◆ Task to complete ◆
Extract all of the data and reproduce it precisely.

◆ Records for the task ◆
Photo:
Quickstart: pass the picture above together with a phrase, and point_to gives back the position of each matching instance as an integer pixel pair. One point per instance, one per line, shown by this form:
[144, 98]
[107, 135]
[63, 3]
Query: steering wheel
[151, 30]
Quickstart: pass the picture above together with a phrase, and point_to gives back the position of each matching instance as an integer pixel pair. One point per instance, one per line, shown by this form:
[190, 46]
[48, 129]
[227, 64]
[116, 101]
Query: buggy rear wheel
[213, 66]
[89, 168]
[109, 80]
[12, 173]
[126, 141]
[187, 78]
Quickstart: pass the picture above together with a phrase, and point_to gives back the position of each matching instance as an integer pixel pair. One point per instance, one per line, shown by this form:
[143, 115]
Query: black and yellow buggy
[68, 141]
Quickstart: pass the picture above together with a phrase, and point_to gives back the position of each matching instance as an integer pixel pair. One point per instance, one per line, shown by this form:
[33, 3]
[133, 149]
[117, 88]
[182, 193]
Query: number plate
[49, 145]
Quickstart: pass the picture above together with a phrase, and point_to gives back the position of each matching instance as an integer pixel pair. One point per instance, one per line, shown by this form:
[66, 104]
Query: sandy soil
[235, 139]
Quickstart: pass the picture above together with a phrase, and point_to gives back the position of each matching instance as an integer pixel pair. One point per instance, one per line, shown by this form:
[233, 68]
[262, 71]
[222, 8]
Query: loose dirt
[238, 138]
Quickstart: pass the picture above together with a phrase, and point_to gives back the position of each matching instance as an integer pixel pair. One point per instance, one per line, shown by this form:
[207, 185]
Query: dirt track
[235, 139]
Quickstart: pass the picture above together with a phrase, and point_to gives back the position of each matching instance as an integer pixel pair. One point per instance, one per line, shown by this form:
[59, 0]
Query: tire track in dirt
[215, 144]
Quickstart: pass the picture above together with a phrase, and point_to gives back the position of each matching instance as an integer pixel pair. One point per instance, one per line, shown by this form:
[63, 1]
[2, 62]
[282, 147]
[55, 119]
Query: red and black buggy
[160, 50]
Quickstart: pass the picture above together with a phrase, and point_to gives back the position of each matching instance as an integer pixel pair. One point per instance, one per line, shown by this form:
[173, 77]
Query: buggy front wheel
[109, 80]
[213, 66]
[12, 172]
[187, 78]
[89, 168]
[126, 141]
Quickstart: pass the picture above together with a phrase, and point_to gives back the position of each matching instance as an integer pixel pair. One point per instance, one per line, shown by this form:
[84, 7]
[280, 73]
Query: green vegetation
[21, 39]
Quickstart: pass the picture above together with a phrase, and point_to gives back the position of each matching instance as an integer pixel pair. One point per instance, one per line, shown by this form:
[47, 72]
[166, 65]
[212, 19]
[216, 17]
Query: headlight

◆ Completed task ◆
Photo:
Quickstart: pass the picture above together with a phrase, and point_to gives back the position of each matching instance as an integer pixel pair. One point per instance, one per line, shown by this form:
[144, 98]
[107, 135]
[63, 3]
Query: steering wheel
[151, 30]
Quickstart: pass the picture above together with a phrase, and point_to gives back the position of each matching instance as an integer pixel pair. One point per instance, one per line, shown by this form:
[190, 46]
[48, 129]
[227, 64]
[116, 101]
Query: buggy rear wheel
[213, 66]
[89, 168]
[109, 80]
[12, 173]
[126, 141]
[187, 78]
Quickstart: pass the picture above together with a phrase, and point_to gives back the position of each matching instance as an integer pixel pair. One point per instance, one per line, shown by this form:
[143, 115]
Query: black and yellow buggy
[68, 141]
Quickstart: pass the picture above together with a phrase, and point_to gives back the position of each matching instance as an integer pixel pair. One point per instance, one per line, shown by this form:
[33, 3]
[133, 149]
[117, 88]
[182, 193]
Query: number plate
[49, 145]
Quickstart: pass the picture above together with a phrase, and point_to gives back the position of each matching instance as an integer pixel pair. One point per instance, one per line, shown by this form:
[66, 104]
Query: sandy soil
[235, 139]
Quickstart: pass the picture above together with a phrase, and point_to gives back the position of each matching instance as an integer pixel pair. One point per instance, one per line, shown by this form:
[233, 68]
[262, 71]
[222, 8]
Query: loose dirt
[238, 138]
Quickstart: pass the picture above together with a phrase, and point_to gives back the position of each matching instance as an integer pixel pair. One point per instance, one per line, shown by this form:
[207, 185]
Query: dirt track
[235, 139]
Quickstart: pass the picture above together with a phrase, and point_to gives back the position of each matching instance as an integer pixel pair. One point per instance, one per line, shown by this form:
[59, 0]
Query: tire track in dirt
[215, 144]
Quickstart: pass the picture above together with a phrase, and point_to gives back the position of each matching instance as an integer pixel pair. One point per instance, one per line, shown by this form:
[63, 1]
[2, 62]
[282, 147]
[55, 119]
Query: red and black buggy
[160, 50]
Quickstart: pass the picture above together with a phrase, and point_to gives back the position of each matching instance as an integer pixel pair. One point per instance, one per line, shown by this form:
[173, 77]
Query: buggy front wheel
[109, 80]
[213, 66]
[12, 172]
[187, 78]
[89, 168]
[126, 141]
Quickstart: pass the picture above together with a phrase, and point_to gives back the position of each matching instance as an integer pixel pair. One point per instance, one per line, shown by this form:
[84, 7]
[280, 73]
Query: green vegetation
[21, 39]
Quickstart: pass the picture above together with a phrase, and point_to gives back the position of each matching instance as an integer pixel pair. One point per instance, one per line, shown by this form:
[47, 72]
[166, 65]
[212, 19]
[216, 17]
Query: headlight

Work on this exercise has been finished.